Please return the full listing below without altering anything.

--- Begin ---

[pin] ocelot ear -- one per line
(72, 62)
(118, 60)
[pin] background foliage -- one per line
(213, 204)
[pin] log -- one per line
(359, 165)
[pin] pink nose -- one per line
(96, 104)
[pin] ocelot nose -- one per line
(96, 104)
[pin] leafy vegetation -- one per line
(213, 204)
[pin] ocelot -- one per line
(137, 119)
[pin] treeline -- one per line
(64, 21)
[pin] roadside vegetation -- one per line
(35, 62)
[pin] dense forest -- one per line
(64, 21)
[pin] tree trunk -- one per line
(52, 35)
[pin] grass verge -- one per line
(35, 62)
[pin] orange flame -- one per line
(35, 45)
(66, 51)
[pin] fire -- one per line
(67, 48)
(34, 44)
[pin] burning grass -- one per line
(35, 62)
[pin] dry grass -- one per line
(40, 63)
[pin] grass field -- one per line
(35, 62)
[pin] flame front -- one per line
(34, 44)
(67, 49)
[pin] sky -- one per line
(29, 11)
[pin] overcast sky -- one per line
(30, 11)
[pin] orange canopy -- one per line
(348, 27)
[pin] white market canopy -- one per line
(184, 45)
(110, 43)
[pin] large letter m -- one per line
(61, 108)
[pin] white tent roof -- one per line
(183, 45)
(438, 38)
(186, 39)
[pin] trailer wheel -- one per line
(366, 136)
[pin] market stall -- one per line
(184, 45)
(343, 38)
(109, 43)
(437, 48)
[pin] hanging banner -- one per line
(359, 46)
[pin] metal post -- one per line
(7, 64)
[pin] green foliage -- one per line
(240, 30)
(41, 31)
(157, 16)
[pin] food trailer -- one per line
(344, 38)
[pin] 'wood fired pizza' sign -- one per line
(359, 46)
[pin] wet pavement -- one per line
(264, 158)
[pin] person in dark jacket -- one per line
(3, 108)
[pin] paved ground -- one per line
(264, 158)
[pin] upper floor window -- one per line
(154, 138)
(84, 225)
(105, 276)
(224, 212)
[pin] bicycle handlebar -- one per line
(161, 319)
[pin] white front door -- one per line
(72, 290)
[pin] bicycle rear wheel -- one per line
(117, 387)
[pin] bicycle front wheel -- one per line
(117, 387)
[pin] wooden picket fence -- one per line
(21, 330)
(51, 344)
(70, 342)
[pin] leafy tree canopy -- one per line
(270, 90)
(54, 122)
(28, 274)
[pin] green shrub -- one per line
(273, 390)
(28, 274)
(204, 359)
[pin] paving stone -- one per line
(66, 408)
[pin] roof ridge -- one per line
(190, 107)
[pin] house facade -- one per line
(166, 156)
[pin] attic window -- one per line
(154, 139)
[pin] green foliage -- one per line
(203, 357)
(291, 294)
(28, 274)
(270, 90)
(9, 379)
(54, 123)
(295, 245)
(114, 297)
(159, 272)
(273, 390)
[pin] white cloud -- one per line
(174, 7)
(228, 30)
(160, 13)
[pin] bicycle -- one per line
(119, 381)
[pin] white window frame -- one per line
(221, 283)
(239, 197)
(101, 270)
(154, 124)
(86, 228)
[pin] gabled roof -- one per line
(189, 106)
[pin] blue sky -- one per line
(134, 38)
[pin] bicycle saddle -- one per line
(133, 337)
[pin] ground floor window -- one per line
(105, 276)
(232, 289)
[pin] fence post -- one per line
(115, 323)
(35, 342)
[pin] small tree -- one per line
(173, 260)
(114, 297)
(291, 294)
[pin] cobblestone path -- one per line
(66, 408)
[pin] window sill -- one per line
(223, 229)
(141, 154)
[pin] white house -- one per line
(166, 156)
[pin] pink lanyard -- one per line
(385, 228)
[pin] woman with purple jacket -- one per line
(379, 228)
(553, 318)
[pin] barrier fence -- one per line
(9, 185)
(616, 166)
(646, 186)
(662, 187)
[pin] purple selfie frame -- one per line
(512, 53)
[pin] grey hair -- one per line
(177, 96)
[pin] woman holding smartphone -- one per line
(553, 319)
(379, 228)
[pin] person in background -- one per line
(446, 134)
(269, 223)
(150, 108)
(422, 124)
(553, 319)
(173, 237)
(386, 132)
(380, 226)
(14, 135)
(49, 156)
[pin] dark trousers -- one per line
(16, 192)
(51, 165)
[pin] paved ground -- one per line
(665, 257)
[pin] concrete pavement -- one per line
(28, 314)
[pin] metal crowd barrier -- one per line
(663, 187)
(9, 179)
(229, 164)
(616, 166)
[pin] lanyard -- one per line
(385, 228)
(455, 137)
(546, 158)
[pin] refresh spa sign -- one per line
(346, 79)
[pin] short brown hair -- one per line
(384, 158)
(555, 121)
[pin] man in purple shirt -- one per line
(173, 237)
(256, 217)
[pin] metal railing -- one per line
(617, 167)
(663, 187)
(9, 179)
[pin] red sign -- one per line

--- End ---

SOLUTION FOR THIS EXERCISE:
[pin] ocelot ear -- one per line
(72, 62)
(118, 60)
[pin] background foliage -- one per line
(213, 204)
[pin] log -- one per line
(359, 165)
[pin] pink nose -- one per line
(96, 104)
[pin] ocelot nose -- one per line
(96, 104)
[pin] leafy vegetation -- one per line
(213, 204)
[pin] ocelot -- one per line
(137, 119)
[pin] treeline -- one per line
(64, 21)
[pin] roadside vegetation -- one per line
(35, 62)
[pin] dense forest -- one per line
(64, 21)
[pin] tree trunk -- one per line
(52, 35)
[pin] grass verge -- one per line
(35, 62)
[pin] orange flame -- one per line
(35, 45)
(66, 51)
[pin] fire -- one per line
(67, 48)
(34, 44)
[pin] burning grass -- one per line
(35, 62)
[pin] dry grass -- one per line
(40, 63)
[pin] grass field -- one per line
(35, 62)
[pin] flame front -- one per line
(34, 44)
(67, 49)
[pin] sky -- one per line
(29, 11)
[pin] overcast sky -- one per line
(30, 11)
[pin] orange canopy -- one per line
(348, 27)
[pin] white market canopy -- one per line
(184, 45)
(110, 43)
[pin] large letter m -- one per line
(61, 108)
[pin] white tent roof -- one per line
(183, 45)
(438, 38)
(186, 39)
[pin] trailer wheel -- one per line
(366, 136)
[pin] market stall -- one per line
(184, 45)
(343, 38)
(109, 43)
(437, 48)
[pin] hanging banner -- one per line
(359, 46)
[pin] metal post -- one per line
(7, 64)
[pin] green foliage -- one per line
(240, 30)
(41, 31)
(157, 16)
[pin] food trailer -- one per line
(344, 38)
[pin] 'wood fired pizza' sign -- one per line
(359, 46)
[pin] wet pavement -- one per line
(264, 158)
[pin] person in dark jacket -- one per line
(3, 108)
[pin] paved ground -- one per line
(264, 158)
[pin] upper floor window -- one per line
(154, 138)
(84, 225)
(105, 276)
(224, 212)
[pin] bicycle handlebar -- one per line
(161, 319)
[pin] white front door -- one per line
(72, 290)
[pin] bicycle rear wheel -- one per line
(117, 387)
[pin] bicycle front wheel -- one per line
(117, 387)
[pin] wooden picket fence -- one per line
(21, 330)
(51, 344)
(70, 342)
[pin] leafy tree canopy -- one per line
(270, 90)
(54, 122)
(28, 274)
[pin] green shrub -- one per line
(273, 390)
(28, 274)
(204, 359)
[pin] paving stone -- one per line
(66, 408)
[pin] roof ridge -- one per line
(190, 107)
[pin] house facade -- one per line
(166, 156)
[pin] attic window -- one per line
(154, 139)
[pin] green foliage -- one per line
(203, 357)
(291, 294)
(28, 274)
(270, 90)
(9, 379)
(54, 123)
(295, 245)
(114, 297)
(159, 272)
(273, 390)
[pin] white cloud -- one per line
(174, 7)
(228, 30)
(160, 13)
[pin] bicycle -- one per line
(119, 381)
[pin] white window frame -- one per line
(221, 283)
(239, 197)
(101, 270)
(154, 124)
(86, 228)
[pin] gabled roof -- one per line
(189, 106)
[pin] blue sky -- one per line
(134, 38)
[pin] bicycle saddle -- one per line
(133, 337)
[pin] ground floor window -- one per line
(105, 276)
(232, 289)
[pin] fence post -- one per line
(115, 323)
(35, 342)
[pin] small tree -- one per line
(173, 260)
(114, 297)
(291, 294)
[pin] cobblestone path -- one per line
(66, 408)
[pin] window sill -- one per line
(223, 229)
(141, 154)
[pin] white house -- one per line
(166, 156)
[pin] pink lanyard -- one per line
(385, 228)
[pin] woman with purple jacket -- one per line
(379, 228)
(553, 318)
[pin] barrier fence -- one per line
(9, 185)
(616, 166)
(646, 186)
(662, 187)
[pin] purple selfie frame -- one per line
(512, 53)
[pin] grey hair -- one per line
(177, 96)
[pin] woman holding smartphone -- one per line
(553, 319)
(379, 228)
[pin] person in background -- one per line
(446, 134)
(269, 223)
(150, 108)
(422, 124)
(553, 319)
(173, 237)
(386, 132)
(380, 226)
(14, 135)
(49, 156)
[pin] dark trousers -- one per line
(16, 192)
(51, 165)
[pin] paved ground -- one per line
(665, 257)
[pin] concrete pavement -- one per line
(28, 314)
[pin] metal crowd barrier -- one per line
(663, 187)
(9, 179)
(229, 164)
(616, 166)
[pin] lanyard -- one per line
(385, 228)
(455, 137)
(546, 158)
[pin] refresh spa sign -- one per line
(346, 79)
[pin] short brown hair -- one per line
(384, 158)
(555, 121)
[pin] man in purple shirt -- one per line
(173, 237)
(256, 217)
[pin] metal railing -- one per line
(617, 167)
(663, 187)
(9, 179)
[pin] red sign -- one per line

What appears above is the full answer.